■ Exercise requirements
Word for word, restate each of the records below.

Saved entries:
═══
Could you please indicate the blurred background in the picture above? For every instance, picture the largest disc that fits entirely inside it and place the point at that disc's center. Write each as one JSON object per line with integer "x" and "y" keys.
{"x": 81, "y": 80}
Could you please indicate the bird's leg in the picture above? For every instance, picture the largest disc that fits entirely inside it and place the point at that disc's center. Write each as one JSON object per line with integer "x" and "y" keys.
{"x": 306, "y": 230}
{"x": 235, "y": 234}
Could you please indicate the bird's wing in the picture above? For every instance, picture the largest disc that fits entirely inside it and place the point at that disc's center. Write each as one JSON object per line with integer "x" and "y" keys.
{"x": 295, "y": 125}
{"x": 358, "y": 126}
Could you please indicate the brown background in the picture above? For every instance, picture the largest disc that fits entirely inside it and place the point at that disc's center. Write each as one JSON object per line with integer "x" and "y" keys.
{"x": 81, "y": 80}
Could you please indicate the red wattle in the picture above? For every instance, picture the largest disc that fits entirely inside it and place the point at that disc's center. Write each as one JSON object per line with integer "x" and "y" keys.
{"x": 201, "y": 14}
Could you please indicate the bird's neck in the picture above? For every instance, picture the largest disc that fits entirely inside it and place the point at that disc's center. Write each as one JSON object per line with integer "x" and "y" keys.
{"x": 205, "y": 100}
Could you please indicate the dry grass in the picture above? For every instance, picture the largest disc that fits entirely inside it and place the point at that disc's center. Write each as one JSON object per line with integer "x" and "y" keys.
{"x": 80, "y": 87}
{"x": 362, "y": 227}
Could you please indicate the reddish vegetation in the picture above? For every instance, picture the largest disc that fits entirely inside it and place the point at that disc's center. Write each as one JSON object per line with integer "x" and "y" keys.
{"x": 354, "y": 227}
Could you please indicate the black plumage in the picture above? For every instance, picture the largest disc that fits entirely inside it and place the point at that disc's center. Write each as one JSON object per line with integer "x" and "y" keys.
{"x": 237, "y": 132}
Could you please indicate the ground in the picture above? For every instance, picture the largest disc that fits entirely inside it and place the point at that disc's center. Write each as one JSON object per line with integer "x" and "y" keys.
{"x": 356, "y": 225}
═══
■ Result below
Could you please indicate the blurred background in the picture above? For every instance, picture the largest disc that fits entirely inside it and place the point at that disc's center. Write each as one JSON object per line with integer "x" and "y" keys.
{"x": 81, "y": 80}
Could you please indicate the bird's leg in the picture above? For every instance, picture the largest disc that fits entirely inside it and place the point at that disc's center. Write each as one JSON object per line with integer "x" and "y" keys.
{"x": 306, "y": 230}
{"x": 235, "y": 234}
Could you please indicate the bird's wing in the picture above? For every instance, picture the largest disc that fits entirely inside it and place the point at that disc's center. Write each as one JSON object per line with integer "x" and "y" keys.
{"x": 295, "y": 125}
{"x": 358, "y": 126}
Could you please indicate the brown background in the picture above? For every instance, picture the largest disc that fits entirely inside it and place the point at that disc's center. Write each as one JSON object per line with integer "x" and "y" keys.
{"x": 81, "y": 80}
Could you please indicate the red wattle in the picture above? For every instance, picture the largest disc that fits entirely inside it and place the point at that disc's center. Write each as one JSON object per line with integer "x" and "y" keys.
{"x": 201, "y": 14}
Could you please indicate the bird's neck in the picture above? For every instance, picture the largest disc that fits entirely inside it and place the point at that disc's center. Write each as one JSON object per line with integer "x" and "y" keys.
{"x": 205, "y": 100}
Could you please indicate the dry grass in the picture above? For every instance, picture the largest disc that fits entirely inside it and place the point at that disc's center. Write each as one JSON object per line with integer "x" and "y" keys.
{"x": 80, "y": 87}
{"x": 362, "y": 227}
Could you please indicate the reddish vegetation in the picture above? For every instance, picture the largest disc that fits entirely inside it and place the point at that disc's center. Write each as one JSON object per line with integer "x" and "y" keys.
{"x": 354, "y": 227}
Could you please indicate the black plumage in the picture above? For every instance, picture the largest disc that fits entirely inside it and place the point at that disc's center. Write each as one JSON object per line with integer "x" and "y" keys.
{"x": 237, "y": 132}
Could you please indicate the ground in the picture above? For every instance, picture the largest disc that fits entirely inside it and place the point at that disc's center. Write each as one JSON object per line with integer "x" and "y" keys.
{"x": 356, "y": 225}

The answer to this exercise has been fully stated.